PROBLEM REQUIREMENTS
Please format the records between the lines holding "Practice step: put a point on each instance of the brand" and "(1261, 320)", inclusive, as a two-column CSV with the columns text and answer, one row per record. Put each record's wording and its answer in single quoted fields with line breaks turned into spaces, and leave the pictures out.

EXERCISE INPUT
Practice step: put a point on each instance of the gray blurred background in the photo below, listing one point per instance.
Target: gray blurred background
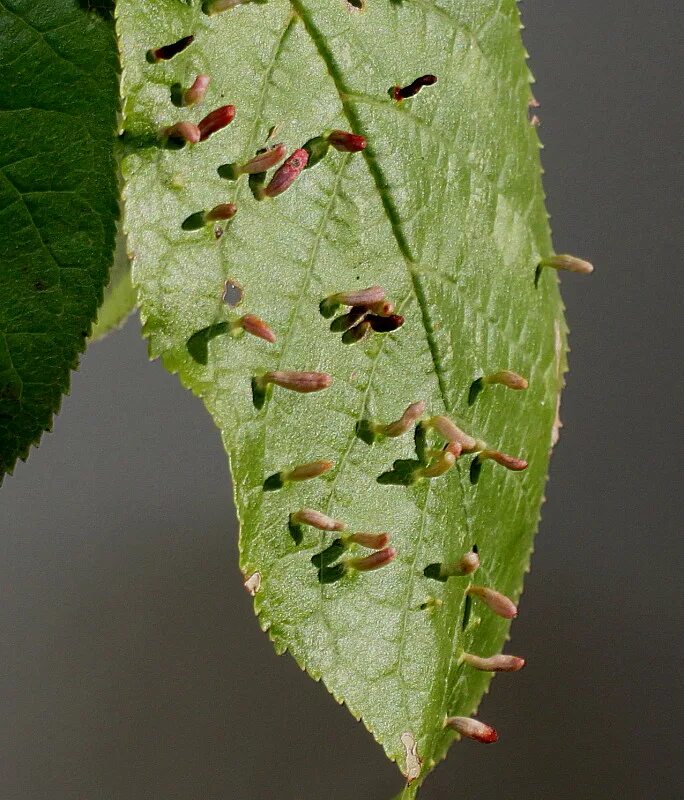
(131, 666)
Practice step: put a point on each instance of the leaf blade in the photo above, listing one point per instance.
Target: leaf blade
(453, 240)
(58, 204)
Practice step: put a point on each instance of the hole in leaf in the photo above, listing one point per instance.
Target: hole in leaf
(232, 293)
(198, 343)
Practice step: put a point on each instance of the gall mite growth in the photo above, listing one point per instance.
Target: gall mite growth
(195, 94)
(211, 7)
(304, 472)
(262, 162)
(170, 50)
(504, 377)
(302, 382)
(309, 516)
(500, 663)
(373, 541)
(369, 431)
(374, 561)
(565, 262)
(400, 93)
(360, 297)
(346, 142)
(496, 602)
(465, 566)
(216, 121)
(255, 326)
(343, 141)
(472, 729)
(198, 220)
(287, 174)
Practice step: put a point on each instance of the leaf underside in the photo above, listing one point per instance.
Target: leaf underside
(58, 203)
(445, 210)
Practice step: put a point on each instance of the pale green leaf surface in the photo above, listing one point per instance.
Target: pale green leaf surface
(119, 299)
(444, 209)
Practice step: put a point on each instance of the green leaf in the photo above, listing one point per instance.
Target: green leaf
(58, 203)
(445, 210)
(119, 296)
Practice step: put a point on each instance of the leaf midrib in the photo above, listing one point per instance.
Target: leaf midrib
(411, 264)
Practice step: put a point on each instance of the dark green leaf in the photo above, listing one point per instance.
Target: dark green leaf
(58, 202)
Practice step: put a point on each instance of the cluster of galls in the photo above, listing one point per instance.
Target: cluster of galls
(433, 458)
(369, 311)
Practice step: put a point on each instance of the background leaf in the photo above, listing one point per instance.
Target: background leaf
(58, 202)
(444, 209)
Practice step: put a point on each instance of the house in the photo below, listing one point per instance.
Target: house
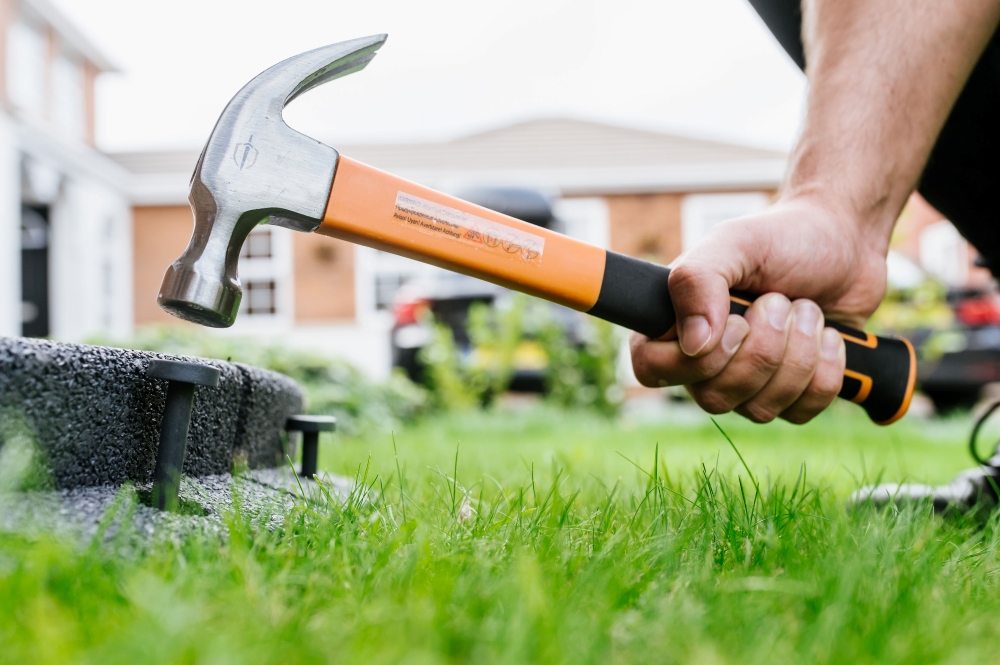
(640, 193)
(65, 216)
(85, 237)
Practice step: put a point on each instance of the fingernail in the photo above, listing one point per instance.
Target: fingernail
(807, 318)
(830, 348)
(778, 308)
(734, 334)
(694, 334)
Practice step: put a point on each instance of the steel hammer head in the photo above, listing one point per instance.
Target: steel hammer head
(255, 169)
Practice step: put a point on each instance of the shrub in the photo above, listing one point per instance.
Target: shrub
(579, 373)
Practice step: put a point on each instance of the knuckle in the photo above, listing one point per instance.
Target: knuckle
(758, 413)
(763, 360)
(642, 372)
(799, 416)
(826, 385)
(712, 401)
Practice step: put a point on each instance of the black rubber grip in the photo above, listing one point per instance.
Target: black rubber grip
(880, 373)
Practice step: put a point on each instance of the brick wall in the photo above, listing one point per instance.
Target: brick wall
(323, 267)
(159, 235)
(324, 278)
(647, 226)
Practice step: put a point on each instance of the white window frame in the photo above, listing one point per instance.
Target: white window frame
(700, 212)
(68, 95)
(27, 65)
(279, 268)
(586, 218)
(944, 253)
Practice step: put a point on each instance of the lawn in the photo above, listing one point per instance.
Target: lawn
(534, 535)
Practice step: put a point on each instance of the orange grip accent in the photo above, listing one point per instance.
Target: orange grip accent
(866, 385)
(373, 208)
(911, 385)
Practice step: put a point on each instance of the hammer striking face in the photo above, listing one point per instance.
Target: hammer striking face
(255, 169)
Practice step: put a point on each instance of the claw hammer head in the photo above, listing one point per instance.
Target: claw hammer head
(255, 169)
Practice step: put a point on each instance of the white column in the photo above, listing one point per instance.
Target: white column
(90, 264)
(10, 231)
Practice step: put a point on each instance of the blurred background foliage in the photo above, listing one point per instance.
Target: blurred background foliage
(923, 307)
(524, 334)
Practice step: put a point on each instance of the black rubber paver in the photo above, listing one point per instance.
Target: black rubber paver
(96, 416)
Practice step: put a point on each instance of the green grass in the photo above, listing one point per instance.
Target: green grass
(541, 536)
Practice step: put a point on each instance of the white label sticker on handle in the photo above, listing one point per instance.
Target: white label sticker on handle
(439, 220)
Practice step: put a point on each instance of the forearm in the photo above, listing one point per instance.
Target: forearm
(883, 77)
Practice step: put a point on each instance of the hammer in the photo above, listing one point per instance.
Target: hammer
(255, 169)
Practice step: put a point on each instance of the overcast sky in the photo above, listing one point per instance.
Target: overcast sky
(451, 67)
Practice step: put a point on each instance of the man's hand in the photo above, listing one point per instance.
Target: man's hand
(883, 76)
(777, 360)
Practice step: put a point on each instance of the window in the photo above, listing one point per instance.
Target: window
(585, 219)
(944, 253)
(260, 297)
(257, 245)
(266, 275)
(700, 212)
(68, 108)
(26, 66)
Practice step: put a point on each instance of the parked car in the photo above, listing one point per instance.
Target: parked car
(956, 363)
(449, 296)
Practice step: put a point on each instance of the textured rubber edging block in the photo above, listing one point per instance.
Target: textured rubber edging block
(96, 415)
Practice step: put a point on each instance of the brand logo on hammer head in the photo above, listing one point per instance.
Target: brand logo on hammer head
(245, 154)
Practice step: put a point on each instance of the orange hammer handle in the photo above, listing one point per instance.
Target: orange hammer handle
(376, 209)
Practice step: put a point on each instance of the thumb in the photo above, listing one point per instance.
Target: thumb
(699, 290)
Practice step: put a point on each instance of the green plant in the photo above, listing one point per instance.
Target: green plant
(533, 556)
(583, 375)
(578, 373)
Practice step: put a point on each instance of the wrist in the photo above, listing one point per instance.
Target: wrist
(868, 222)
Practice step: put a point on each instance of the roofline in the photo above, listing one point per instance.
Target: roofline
(69, 32)
(151, 189)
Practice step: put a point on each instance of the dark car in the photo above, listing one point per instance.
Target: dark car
(449, 296)
(955, 364)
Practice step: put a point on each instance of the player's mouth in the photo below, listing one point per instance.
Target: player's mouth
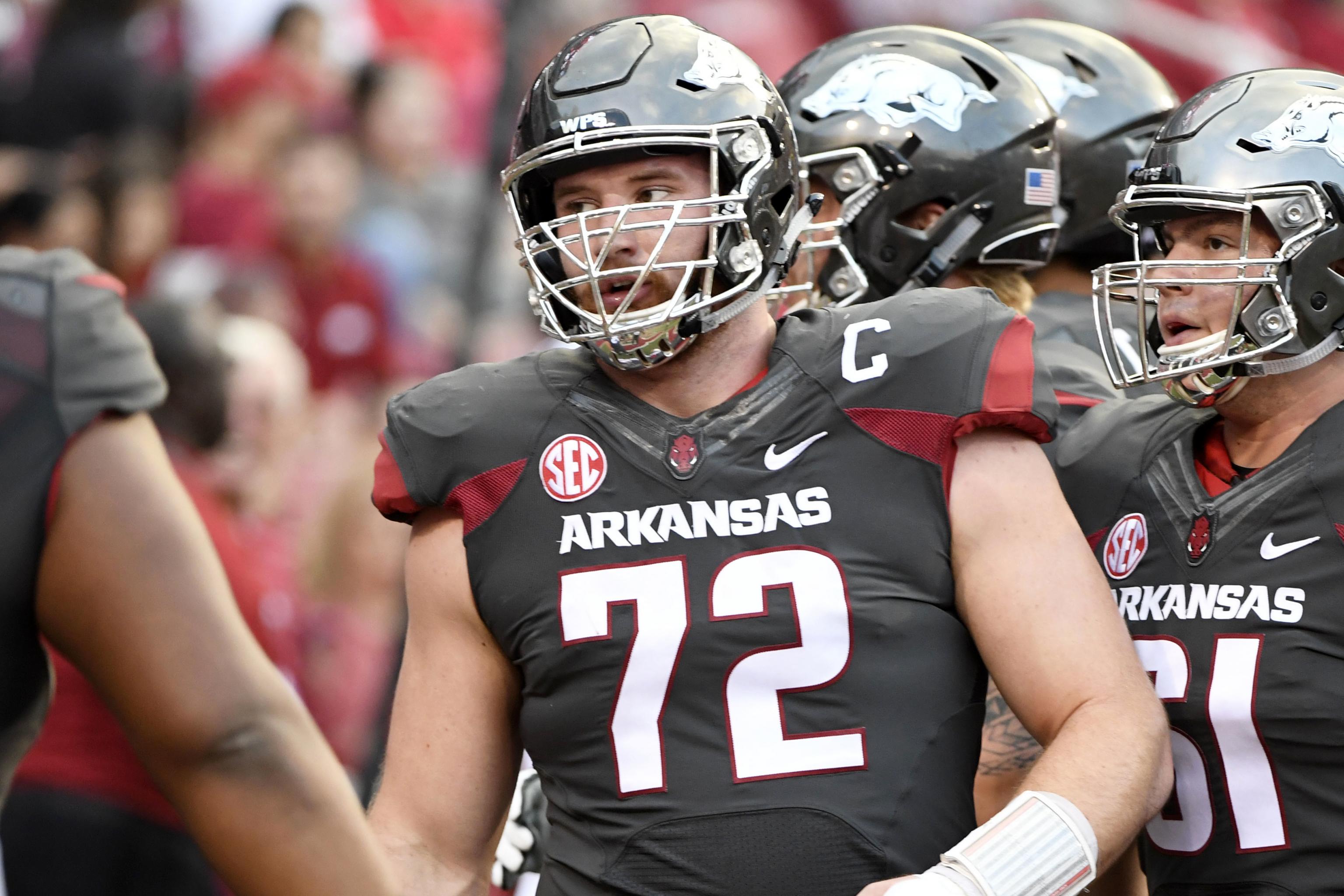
(1178, 331)
(616, 290)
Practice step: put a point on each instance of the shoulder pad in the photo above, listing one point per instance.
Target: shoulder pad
(100, 359)
(959, 355)
(1111, 446)
(463, 438)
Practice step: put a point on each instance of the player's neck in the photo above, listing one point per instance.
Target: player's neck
(1272, 412)
(710, 371)
(1062, 276)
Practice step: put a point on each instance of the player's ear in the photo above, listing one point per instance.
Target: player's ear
(924, 215)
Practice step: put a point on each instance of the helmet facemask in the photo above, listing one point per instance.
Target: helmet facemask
(839, 280)
(728, 277)
(1261, 320)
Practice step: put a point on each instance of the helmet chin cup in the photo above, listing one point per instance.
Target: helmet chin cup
(1205, 388)
(641, 350)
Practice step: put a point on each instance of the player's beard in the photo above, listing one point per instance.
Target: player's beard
(658, 288)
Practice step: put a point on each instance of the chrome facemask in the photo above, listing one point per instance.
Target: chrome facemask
(854, 179)
(644, 338)
(1208, 370)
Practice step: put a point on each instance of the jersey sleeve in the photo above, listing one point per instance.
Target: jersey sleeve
(1106, 451)
(460, 440)
(100, 358)
(960, 357)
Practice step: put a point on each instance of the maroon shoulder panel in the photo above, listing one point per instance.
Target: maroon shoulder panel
(482, 495)
(920, 433)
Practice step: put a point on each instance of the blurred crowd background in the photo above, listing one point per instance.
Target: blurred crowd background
(301, 201)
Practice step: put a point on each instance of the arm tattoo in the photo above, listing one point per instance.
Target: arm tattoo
(1004, 746)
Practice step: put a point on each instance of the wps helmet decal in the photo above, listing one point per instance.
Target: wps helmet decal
(1311, 121)
(573, 466)
(896, 91)
(1125, 546)
(1053, 82)
(718, 63)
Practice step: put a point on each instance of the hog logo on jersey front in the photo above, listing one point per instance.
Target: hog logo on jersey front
(573, 466)
(683, 456)
(897, 91)
(1125, 546)
(1200, 538)
(1311, 121)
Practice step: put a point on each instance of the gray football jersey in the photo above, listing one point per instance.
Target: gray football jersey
(741, 659)
(1234, 604)
(69, 352)
(1068, 319)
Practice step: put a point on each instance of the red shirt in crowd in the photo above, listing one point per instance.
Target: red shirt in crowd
(82, 747)
(233, 217)
(343, 320)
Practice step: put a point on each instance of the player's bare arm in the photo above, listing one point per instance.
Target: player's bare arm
(453, 750)
(1046, 626)
(1007, 754)
(131, 590)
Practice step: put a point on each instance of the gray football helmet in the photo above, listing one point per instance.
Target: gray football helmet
(654, 85)
(1111, 102)
(1267, 141)
(894, 117)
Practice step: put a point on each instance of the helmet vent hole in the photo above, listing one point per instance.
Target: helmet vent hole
(986, 77)
(1085, 73)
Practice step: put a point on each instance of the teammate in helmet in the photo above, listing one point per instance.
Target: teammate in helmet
(730, 581)
(936, 155)
(1218, 515)
(104, 558)
(1111, 102)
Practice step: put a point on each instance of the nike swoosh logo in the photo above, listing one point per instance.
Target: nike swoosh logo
(1269, 551)
(780, 461)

TASK OUTPUT
text,answer
"Practice step: put a point on each instance of the brand logo on hammer head in the photo above, listing one point per instance. Target: brand logo on hammer head","(245, 154)"
"Practice step: put a point on each instance of the orange hammer handle in the photo above, listing one point per instance. Target: orange hammer handle","(376, 209)"
"Practice step: put a point on each instance of the thumb in the photo above, listing one point per instance. Target: thumb","(699, 290)"
"Practice step: put a point on each instance of the green plant in the photo above, listing one point per instance. Target: green plant","(533, 556) (583, 375) (578, 373)"
"Practice step: put a point on each instance of the wrist in the photo above, listing one point per instance. Target: wrist","(868, 222)"
"Practice step: put a point on each instance of the roofline in the photo above, listing one point per instance. Target: roofline","(69, 32) (151, 189)"
"Practice step: put a point on each instance of the dark car in the photo above, listing one point per instance. Target: dark car","(449, 296) (955, 364)"
"Practice step: put a point on each instance of the player's mouth in the photo below, listing one point per instance. Target: player's mouth","(1178, 331) (616, 290)"
"Practice step: put a point on each instance of the shoulder pad in the photo above, listing one point per instance. Target: shoulder pad","(100, 359) (959, 355) (1111, 446) (463, 438)"
"Practice step: put a point on each instance of the player's neck in the photo above, listing one point per instance. Target: player's neck","(1272, 412) (710, 371) (1062, 276)"
"Practice step: put a point on each instance of the player's ear in the photo above, listing one point per instance. Target: player's ear","(924, 215)"
"Practice step: put a point on each instance of the helmet facemask in the photo above, listing one point per instance. Target: helmet facemask","(839, 280) (728, 277) (1261, 320)"